**Description of the task**
Say only how many lines in the entries below contain the word "image".

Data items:
......
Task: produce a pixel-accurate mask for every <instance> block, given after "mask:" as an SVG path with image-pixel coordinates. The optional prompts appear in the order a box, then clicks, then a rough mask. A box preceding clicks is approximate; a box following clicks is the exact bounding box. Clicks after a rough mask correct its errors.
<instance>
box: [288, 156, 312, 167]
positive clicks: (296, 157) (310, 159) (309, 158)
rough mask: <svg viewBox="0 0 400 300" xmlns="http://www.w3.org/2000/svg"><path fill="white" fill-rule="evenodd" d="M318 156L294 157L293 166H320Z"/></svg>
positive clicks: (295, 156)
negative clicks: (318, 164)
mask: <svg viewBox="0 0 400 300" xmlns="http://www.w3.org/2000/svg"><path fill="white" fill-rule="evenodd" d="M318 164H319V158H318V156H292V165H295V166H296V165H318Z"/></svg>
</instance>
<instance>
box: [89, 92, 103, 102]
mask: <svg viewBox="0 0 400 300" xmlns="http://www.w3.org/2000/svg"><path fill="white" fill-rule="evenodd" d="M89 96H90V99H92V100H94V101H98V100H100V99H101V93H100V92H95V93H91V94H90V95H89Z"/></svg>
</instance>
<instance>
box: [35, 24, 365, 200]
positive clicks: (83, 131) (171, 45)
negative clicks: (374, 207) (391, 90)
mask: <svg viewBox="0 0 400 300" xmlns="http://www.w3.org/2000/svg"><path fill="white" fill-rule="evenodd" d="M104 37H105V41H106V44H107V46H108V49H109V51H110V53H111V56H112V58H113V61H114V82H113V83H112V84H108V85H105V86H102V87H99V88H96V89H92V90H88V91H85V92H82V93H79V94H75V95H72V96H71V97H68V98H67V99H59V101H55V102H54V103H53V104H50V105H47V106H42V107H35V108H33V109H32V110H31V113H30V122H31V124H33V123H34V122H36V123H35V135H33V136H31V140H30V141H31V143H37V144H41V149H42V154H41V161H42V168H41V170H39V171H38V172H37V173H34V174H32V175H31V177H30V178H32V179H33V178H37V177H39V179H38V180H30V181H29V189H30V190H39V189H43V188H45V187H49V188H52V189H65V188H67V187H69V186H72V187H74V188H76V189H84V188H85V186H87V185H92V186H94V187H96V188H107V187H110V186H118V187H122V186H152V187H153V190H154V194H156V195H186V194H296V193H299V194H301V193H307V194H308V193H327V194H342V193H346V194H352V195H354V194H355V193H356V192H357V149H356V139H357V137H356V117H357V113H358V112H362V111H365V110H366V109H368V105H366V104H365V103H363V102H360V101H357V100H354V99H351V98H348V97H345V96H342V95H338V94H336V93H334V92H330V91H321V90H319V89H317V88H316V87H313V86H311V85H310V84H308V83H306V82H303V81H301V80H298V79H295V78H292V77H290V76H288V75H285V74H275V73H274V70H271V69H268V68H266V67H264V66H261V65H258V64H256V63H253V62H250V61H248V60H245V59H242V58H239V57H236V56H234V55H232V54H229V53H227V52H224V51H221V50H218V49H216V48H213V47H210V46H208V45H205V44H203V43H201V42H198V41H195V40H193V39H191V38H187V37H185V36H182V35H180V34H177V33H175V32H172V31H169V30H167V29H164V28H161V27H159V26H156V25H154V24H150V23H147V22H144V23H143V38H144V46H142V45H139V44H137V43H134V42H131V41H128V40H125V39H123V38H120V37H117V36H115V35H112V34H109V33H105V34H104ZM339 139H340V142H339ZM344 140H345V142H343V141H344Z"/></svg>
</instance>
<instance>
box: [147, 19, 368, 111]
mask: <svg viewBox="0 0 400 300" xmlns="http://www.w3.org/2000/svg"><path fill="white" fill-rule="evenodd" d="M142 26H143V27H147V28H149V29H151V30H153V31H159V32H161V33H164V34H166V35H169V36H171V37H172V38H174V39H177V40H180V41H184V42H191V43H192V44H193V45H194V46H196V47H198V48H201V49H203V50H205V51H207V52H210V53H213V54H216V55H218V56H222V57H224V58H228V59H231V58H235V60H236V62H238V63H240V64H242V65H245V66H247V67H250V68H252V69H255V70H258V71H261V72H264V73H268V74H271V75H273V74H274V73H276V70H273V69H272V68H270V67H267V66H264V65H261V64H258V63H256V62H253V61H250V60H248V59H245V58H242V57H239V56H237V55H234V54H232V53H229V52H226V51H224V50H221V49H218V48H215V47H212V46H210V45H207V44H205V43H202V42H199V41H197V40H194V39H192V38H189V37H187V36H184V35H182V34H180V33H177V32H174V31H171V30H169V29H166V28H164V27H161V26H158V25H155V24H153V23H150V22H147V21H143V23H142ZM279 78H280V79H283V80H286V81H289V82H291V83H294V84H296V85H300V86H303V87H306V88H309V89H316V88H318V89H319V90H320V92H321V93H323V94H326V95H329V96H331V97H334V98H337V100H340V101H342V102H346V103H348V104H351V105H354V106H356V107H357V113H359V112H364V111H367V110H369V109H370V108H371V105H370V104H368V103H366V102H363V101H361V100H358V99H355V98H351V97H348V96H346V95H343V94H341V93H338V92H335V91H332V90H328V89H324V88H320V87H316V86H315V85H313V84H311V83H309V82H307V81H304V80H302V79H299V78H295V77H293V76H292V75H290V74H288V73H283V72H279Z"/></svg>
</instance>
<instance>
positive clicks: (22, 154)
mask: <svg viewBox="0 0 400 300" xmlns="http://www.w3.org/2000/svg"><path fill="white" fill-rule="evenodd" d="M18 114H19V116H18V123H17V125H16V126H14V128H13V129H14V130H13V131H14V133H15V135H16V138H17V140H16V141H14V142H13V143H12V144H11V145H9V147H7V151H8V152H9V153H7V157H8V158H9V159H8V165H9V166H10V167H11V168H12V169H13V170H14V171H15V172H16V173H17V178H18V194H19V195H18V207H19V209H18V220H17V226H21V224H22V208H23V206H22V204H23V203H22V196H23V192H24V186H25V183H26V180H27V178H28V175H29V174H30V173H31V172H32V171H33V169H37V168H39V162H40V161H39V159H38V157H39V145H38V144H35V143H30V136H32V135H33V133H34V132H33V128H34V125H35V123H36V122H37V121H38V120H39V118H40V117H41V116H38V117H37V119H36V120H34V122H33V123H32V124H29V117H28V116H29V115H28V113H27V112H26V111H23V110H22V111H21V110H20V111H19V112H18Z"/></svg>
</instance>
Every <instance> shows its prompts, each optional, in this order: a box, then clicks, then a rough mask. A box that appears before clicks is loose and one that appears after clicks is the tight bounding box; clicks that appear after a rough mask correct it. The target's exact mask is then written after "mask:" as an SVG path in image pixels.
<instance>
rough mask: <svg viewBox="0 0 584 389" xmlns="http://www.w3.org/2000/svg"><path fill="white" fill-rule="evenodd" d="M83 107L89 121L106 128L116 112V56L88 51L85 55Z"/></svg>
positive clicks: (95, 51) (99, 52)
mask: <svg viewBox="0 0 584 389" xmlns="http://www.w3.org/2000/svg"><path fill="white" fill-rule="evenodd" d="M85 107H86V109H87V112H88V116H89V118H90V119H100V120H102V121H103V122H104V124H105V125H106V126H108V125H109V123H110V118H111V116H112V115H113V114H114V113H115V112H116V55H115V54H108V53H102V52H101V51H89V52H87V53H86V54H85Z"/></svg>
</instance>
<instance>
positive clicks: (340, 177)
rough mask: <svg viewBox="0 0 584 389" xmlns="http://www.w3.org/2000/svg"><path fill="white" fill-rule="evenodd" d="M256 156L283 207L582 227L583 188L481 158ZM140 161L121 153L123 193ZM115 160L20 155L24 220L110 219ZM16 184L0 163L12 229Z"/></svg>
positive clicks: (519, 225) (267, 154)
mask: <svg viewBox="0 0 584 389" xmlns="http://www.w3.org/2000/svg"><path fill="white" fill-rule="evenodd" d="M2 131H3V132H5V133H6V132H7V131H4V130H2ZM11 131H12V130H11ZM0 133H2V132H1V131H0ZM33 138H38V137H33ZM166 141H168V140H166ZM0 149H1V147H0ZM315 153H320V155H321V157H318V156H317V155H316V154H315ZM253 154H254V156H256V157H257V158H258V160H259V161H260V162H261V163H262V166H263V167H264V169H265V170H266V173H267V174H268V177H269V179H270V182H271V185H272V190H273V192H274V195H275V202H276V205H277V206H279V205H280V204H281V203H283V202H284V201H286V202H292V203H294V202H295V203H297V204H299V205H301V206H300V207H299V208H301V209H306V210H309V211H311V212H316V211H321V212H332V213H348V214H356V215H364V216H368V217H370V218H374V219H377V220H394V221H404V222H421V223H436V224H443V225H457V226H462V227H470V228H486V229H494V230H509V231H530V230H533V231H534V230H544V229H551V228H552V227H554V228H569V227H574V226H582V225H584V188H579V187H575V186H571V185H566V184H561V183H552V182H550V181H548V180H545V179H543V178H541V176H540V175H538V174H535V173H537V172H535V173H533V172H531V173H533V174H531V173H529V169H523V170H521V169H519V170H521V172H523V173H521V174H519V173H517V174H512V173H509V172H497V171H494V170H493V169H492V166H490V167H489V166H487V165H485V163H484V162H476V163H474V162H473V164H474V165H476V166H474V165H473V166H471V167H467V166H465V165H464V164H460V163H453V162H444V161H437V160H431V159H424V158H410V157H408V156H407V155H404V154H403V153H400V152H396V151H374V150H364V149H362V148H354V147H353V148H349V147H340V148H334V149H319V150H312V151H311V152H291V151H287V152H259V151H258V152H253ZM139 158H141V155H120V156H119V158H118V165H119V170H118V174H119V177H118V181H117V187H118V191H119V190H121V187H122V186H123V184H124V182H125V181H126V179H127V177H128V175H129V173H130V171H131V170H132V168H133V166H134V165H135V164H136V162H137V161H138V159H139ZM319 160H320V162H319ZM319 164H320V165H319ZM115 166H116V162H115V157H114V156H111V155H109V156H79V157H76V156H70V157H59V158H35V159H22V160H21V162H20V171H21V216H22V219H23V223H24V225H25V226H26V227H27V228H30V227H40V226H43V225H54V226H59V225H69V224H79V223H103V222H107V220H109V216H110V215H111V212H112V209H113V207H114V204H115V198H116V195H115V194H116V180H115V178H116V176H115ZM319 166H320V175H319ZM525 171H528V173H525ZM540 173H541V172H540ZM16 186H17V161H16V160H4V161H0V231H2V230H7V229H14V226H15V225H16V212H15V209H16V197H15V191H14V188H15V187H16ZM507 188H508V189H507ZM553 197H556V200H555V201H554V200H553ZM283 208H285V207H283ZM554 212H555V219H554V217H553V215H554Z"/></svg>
......
**The completed task**
2